What influences these different ways of experiencing a shared journey, or movie, or meal? I read a blog post recently which began with the statement “You are what you pay attention to”. A variation of this idea was a huge billboard I saw in Tokyo – “You are what you buy” – ok, so it’s a similar idea! The point is that what we notice and therefore what affects us most is fundamental to the creation of our individual world views.
I think there are three major foci of attention. Not three separate, distinct, world views, but three dynamically changing “attractors” which create our experience of the world.

  • Body-objective. The physical, the shared, external reality. The world of objects, things, facts. The measurable world. You have an experience of who you are within a particular body. The size of that body, for example, profoundly affects how you see the world and how you see yourself in the world. Think of the amount of concern many people have with body shape for example.
  • Mind-subjective. What you experience is always personal. Nobody can really know or share your subjective experience. If you have a pain, nobody else can feel that pain. You can try to communicate it, and others can try to empathise (to imagine what it might be like to be you), but they can’t actually experience it. Our subjective experience involves our minds. Without a mind, there is no subjectivity. Yes, there are many bodily sensations but they are all experienced with the mind. You feelings, your sensations, your emotions, your memories and your imagination are all subjective. None of this is measurable.

Natural-language descriptions of regions
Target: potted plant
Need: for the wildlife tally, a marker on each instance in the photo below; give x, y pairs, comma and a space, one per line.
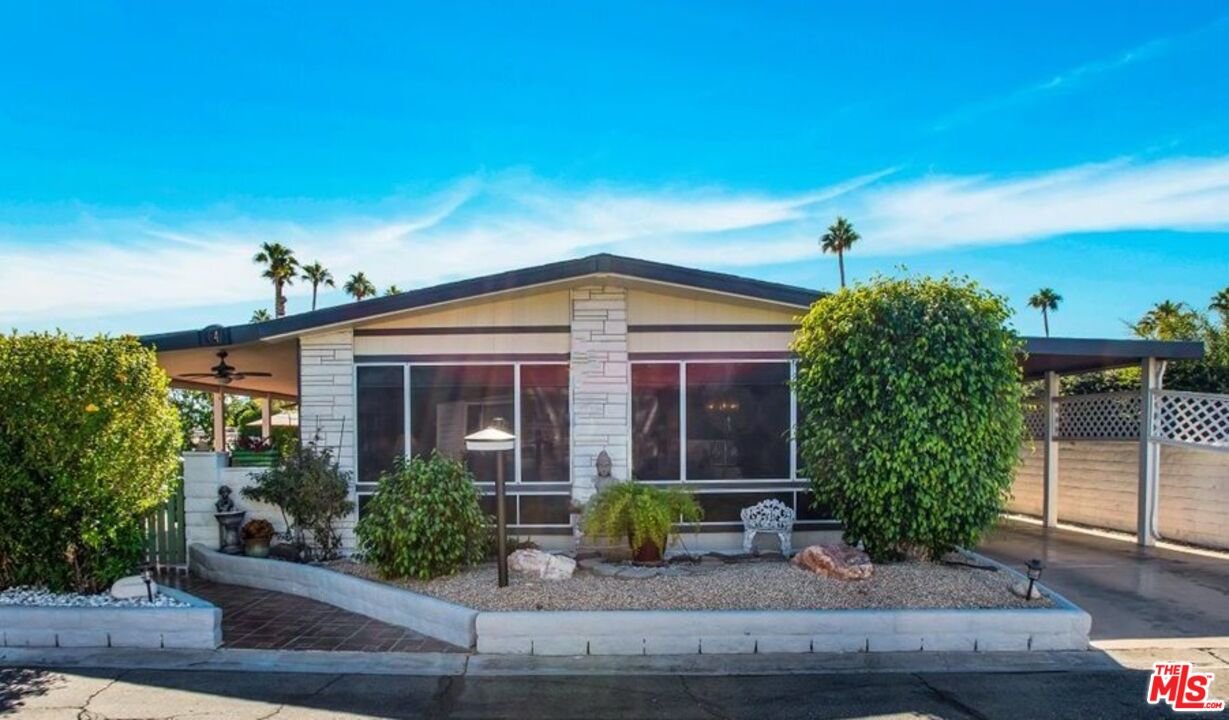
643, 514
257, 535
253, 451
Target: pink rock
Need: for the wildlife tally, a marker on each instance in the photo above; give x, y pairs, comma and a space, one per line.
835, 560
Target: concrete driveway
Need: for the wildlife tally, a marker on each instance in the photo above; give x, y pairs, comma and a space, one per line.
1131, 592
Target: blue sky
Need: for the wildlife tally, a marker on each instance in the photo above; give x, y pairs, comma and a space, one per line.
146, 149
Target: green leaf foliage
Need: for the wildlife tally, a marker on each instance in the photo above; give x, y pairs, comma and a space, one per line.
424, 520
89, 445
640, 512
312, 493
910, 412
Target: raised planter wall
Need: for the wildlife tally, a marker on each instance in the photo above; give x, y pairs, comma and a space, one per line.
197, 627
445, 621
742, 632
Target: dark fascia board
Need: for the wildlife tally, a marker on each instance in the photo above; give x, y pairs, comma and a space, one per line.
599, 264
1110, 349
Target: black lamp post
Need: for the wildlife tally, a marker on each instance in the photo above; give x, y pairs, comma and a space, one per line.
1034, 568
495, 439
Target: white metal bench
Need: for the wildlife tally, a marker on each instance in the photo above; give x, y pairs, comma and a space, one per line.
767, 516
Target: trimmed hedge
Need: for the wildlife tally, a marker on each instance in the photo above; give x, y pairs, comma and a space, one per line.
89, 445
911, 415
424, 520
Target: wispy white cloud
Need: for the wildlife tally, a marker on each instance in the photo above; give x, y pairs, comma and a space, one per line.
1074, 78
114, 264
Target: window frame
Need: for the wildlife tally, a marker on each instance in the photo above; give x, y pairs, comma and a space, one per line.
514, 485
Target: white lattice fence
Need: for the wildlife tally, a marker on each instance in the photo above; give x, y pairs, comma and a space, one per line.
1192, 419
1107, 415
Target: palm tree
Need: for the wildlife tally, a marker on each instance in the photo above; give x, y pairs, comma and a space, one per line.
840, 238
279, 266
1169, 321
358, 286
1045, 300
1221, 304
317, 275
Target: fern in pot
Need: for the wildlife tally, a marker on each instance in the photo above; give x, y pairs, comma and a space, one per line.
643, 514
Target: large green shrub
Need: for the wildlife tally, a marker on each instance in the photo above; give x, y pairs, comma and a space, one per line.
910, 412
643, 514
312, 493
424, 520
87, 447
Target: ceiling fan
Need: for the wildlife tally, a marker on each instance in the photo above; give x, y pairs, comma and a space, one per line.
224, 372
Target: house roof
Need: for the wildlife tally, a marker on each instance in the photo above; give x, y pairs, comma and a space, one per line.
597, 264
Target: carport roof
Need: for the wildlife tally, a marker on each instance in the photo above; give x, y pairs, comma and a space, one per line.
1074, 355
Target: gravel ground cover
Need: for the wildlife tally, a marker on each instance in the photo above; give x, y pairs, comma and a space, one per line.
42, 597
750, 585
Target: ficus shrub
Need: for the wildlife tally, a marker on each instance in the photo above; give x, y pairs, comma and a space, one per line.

→ Aim of the exercise
Please continue the passage about the three foci of attention from where it stops. This material was taken from a different source than the passage.

→ Solved problem
  • Spirit-meaning. We are meaning-seeking, meaning-creating creatures. We continuously try to make sense of our daily lives. For some people, this is the most important aspect of life. It’s a focus on purpose, values, ideas and the reasons to live.

None of these world views is complete and none of them are superior to the others. All are equally valid. If we try to squeeze others into our own personal world view, we’ll find they don’t quite fit and communication will fail. To communicate with, to connect with, to touch another, we have to understand what kind of world they live in and to what extent we can share that world.
My final point is that life is a dynamic process. We move around these foci or “attractors” with different ones exerting different degrees of pull all the time. We can see our lives as constantly moving, continuously evolving and growing as we shift and shade our world views, developing richer experiences as we become more flexible and less fixed in one particular view.